Records ->
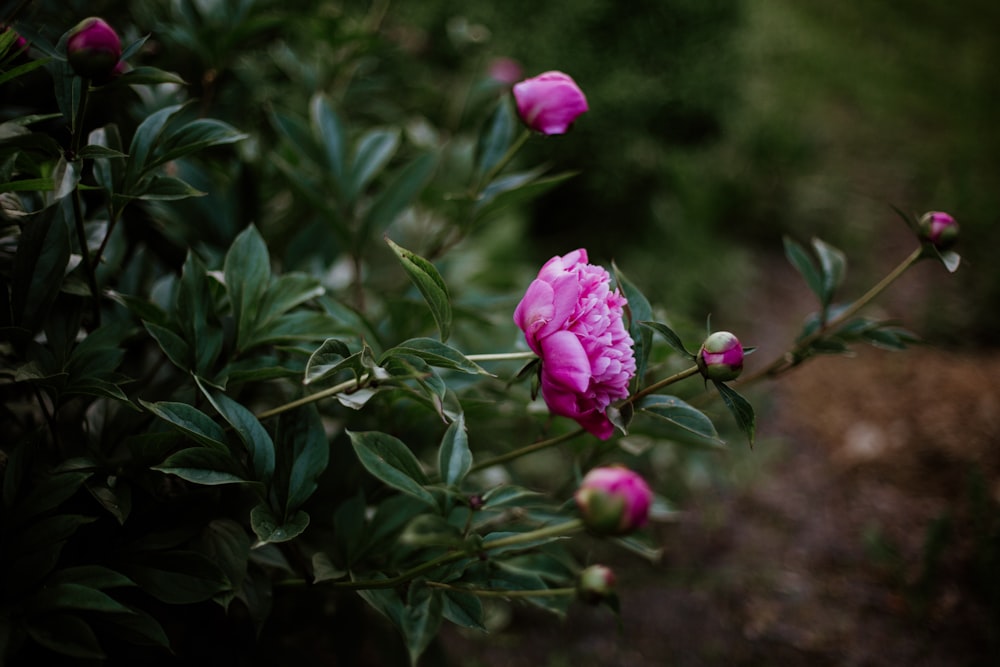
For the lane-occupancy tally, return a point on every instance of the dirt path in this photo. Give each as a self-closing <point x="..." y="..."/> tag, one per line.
<point x="857" y="542"/>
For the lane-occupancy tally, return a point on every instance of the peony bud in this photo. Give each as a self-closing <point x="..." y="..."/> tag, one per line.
<point x="613" y="500"/>
<point x="596" y="583"/>
<point x="939" y="229"/>
<point x="721" y="357"/>
<point x="549" y="102"/>
<point x="93" y="49"/>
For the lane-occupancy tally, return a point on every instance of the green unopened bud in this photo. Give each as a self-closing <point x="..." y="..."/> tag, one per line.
<point x="721" y="357"/>
<point x="596" y="583"/>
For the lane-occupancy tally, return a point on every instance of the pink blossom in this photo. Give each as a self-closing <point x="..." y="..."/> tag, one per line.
<point x="93" y="48"/>
<point x="573" y="320"/>
<point x="939" y="228"/>
<point x="613" y="500"/>
<point x="549" y="102"/>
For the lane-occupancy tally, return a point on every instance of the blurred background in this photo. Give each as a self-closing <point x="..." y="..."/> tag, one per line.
<point x="716" y="128"/>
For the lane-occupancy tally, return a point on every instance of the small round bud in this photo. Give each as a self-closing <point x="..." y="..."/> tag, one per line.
<point x="613" y="500"/>
<point x="721" y="357"/>
<point x="93" y="49"/>
<point x="939" y="229"/>
<point x="596" y="583"/>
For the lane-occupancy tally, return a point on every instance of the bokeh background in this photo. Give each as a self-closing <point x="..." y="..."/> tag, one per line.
<point x="716" y="128"/>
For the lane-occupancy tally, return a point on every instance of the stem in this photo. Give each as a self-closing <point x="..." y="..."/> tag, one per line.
<point x="529" y="449"/>
<point x="502" y="162"/>
<point x="81" y="234"/>
<point x="656" y="386"/>
<point x="501" y="356"/>
<point x="312" y="398"/>
<point x="789" y="358"/>
<point x="494" y="593"/>
<point x="566" y="528"/>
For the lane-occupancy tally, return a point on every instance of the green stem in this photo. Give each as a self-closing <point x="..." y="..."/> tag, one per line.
<point x="529" y="449"/>
<point x="502" y="162"/>
<point x="501" y="356"/>
<point x="566" y="528"/>
<point x="656" y="386"/>
<point x="790" y="358"/>
<point x="495" y="593"/>
<point x="312" y="398"/>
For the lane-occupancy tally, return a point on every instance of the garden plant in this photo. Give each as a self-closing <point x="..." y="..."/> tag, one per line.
<point x="254" y="347"/>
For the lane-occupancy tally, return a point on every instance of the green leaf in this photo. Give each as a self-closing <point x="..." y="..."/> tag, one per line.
<point x="63" y="596"/>
<point x="673" y="340"/>
<point x="436" y="354"/>
<point x="256" y="440"/>
<point x="328" y="360"/>
<point x="302" y="456"/>
<point x="515" y="189"/>
<point x="454" y="456"/>
<point x="371" y="155"/>
<point x="421" y="619"/>
<point x="192" y="137"/>
<point x="427" y="279"/>
<point x="463" y="609"/>
<point x="742" y="411"/>
<point x="391" y="461"/>
<point x="682" y="415"/>
<point x="832" y="263"/>
<point x="270" y="529"/>
<point x="247" y="269"/>
<point x="39" y="267"/>
<point x="799" y="258"/>
<point x="398" y="194"/>
<point x="638" y="311"/>
<point x="65" y="634"/>
<point x="175" y="577"/>
<point x="331" y="132"/>
<point x="191" y="421"/>
<point x="164" y="188"/>
<point x="174" y="346"/>
<point x="496" y="138"/>
<point x="202" y="465"/>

What needs to be done -> Each line above is to be copied verbatim. Drop any image from the copy.

Completed exercise ->
For the lane-occupancy tally, return a point on every instance of the dirt path in this photo. Give each as a self-closing <point x="..." y="..."/> tag, one per line.
<point x="857" y="542"/>
For the lane-occupancy tally, return a point on every instance of the peony bud in this photo. Give each as a self-closing <point x="..." y="..."/> tag, one per line.
<point x="613" y="500"/>
<point x="596" y="583"/>
<point x="939" y="229"/>
<point x="721" y="357"/>
<point x="549" y="102"/>
<point x="93" y="49"/>
For the lane-occupancy tally, return a point on every instance of the green unopened bud in this photo. Give each as a self-closing <point x="..." y="..."/> tag, one per line.
<point x="721" y="357"/>
<point x="596" y="583"/>
For the lane-occupancy tally, return a point on every instance of the pink blossom in this photo. Give each as a self-closing <point x="..." y="..."/> tag, one per line.
<point x="93" y="48"/>
<point x="573" y="320"/>
<point x="939" y="228"/>
<point x="613" y="500"/>
<point x="549" y="102"/>
For the lane-occupancy tally, return a point on every instance of the blurred background in this photo. Give each as a self-closing <point x="..." y="..."/> tag, one per line.
<point x="716" y="128"/>
For the lane-occupancy tally, return a point on every instance of the small round bud in this photo. Give each as a self-closing <point x="..." y="..."/> tag, one per line.
<point x="613" y="500"/>
<point x="721" y="357"/>
<point x="93" y="49"/>
<point x="939" y="229"/>
<point x="596" y="583"/>
For the lane-occupancy tally, return a point on every instance of the bokeh background in this photo. Give each as a self-closing <point x="..." y="..."/> tag, one per line.
<point x="716" y="128"/>
For the lane-occupancy tally, return a point on every instance of the stem in this photo. Give each as a self-closing <point x="..." y="..."/> tag, one per line.
<point x="529" y="449"/>
<point x="502" y="162"/>
<point x="81" y="234"/>
<point x="656" y="386"/>
<point x="501" y="356"/>
<point x="312" y="398"/>
<point x="789" y="358"/>
<point x="494" y="593"/>
<point x="566" y="528"/>
For the lane-occupancy tally, return a point on every instance of the green stem in this photo. Give each as a self-closing <point x="..." y="..."/> tag, one per line.
<point x="529" y="449"/>
<point x="502" y="162"/>
<point x="501" y="356"/>
<point x="566" y="528"/>
<point x="656" y="386"/>
<point x="790" y="358"/>
<point x="495" y="593"/>
<point x="312" y="398"/>
For the lane-occupancy tally, return a point on every instance of the garden plant in this photo. Give each as a self-closing <point x="..." y="..."/> tag, one per line.
<point x="254" y="347"/>
For the lane-occupancy tally, return a point on every instance of the green leaf in this photo. Give each as a self-closing <point x="..." y="..."/> tag, one per line.
<point x="63" y="596"/>
<point x="673" y="340"/>
<point x="436" y="354"/>
<point x="256" y="440"/>
<point x="328" y="360"/>
<point x="302" y="456"/>
<point x="515" y="189"/>
<point x="454" y="456"/>
<point x="371" y="155"/>
<point x="421" y="619"/>
<point x="192" y="137"/>
<point x="427" y="279"/>
<point x="463" y="609"/>
<point x="742" y="411"/>
<point x="391" y="461"/>
<point x="682" y="415"/>
<point x="832" y="263"/>
<point x="270" y="529"/>
<point x="247" y="269"/>
<point x="39" y="267"/>
<point x="799" y="258"/>
<point x="398" y="194"/>
<point x="638" y="311"/>
<point x="65" y="634"/>
<point x="175" y="577"/>
<point x="331" y="132"/>
<point x="191" y="421"/>
<point x="164" y="188"/>
<point x="174" y="346"/>
<point x="496" y="138"/>
<point x="202" y="465"/>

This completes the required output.